** start DATA SHOWN **
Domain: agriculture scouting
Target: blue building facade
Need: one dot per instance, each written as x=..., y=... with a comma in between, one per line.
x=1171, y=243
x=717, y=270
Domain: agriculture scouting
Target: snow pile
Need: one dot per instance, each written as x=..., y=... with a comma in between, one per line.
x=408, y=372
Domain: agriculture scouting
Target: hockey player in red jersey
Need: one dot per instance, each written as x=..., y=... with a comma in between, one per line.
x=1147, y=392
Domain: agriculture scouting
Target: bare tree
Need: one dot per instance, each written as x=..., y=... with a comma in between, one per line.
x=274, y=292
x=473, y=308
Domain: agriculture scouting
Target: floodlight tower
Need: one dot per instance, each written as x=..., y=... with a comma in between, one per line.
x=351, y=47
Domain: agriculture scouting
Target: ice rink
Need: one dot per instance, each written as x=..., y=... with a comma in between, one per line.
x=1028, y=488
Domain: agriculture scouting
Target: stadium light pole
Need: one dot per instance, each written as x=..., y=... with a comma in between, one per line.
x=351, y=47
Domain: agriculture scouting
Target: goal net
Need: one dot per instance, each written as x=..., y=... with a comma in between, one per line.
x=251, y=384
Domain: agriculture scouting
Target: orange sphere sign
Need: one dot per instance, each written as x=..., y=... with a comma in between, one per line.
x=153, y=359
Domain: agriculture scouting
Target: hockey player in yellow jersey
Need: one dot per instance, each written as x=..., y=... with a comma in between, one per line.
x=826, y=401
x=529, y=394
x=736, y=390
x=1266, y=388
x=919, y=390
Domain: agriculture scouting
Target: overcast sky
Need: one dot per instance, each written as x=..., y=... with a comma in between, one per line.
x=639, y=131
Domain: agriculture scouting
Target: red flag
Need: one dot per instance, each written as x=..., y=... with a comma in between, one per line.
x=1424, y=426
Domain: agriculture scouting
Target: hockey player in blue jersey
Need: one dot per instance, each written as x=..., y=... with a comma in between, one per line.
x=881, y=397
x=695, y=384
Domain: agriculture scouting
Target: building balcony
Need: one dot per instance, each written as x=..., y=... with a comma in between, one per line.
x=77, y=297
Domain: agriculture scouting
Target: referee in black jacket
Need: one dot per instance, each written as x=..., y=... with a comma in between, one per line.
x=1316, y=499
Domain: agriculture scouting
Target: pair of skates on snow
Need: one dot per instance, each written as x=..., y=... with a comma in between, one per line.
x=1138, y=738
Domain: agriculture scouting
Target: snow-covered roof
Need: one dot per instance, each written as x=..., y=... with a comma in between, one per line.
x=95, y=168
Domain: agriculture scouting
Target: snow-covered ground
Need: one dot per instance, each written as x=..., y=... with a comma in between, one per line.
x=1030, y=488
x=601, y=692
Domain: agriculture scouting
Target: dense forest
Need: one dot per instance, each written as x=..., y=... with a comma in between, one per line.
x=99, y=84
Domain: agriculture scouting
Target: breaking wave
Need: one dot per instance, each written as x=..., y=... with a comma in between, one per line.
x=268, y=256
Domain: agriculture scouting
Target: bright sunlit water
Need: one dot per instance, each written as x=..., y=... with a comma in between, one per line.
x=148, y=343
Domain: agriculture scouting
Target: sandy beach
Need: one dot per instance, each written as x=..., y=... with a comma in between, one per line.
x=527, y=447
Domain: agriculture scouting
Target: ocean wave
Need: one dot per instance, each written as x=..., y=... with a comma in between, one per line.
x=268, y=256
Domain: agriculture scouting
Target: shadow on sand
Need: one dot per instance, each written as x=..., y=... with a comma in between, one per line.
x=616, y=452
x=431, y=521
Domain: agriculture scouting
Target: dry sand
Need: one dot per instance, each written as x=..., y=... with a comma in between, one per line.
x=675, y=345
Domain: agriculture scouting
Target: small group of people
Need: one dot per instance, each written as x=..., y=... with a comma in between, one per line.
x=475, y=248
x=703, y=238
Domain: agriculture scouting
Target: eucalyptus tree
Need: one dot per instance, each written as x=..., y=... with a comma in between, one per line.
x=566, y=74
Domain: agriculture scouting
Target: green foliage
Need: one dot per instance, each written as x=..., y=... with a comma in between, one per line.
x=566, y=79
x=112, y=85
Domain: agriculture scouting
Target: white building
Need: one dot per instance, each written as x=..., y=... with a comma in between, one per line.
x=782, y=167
** end DATA SHOWN **
## TASK BRIEF
Gather every line of the listing above that contains the word "building". Treat uppercase and lowercase letters as different.

## THE RESPONSE
Target: blue building facade
Target: building balcony
Target: white building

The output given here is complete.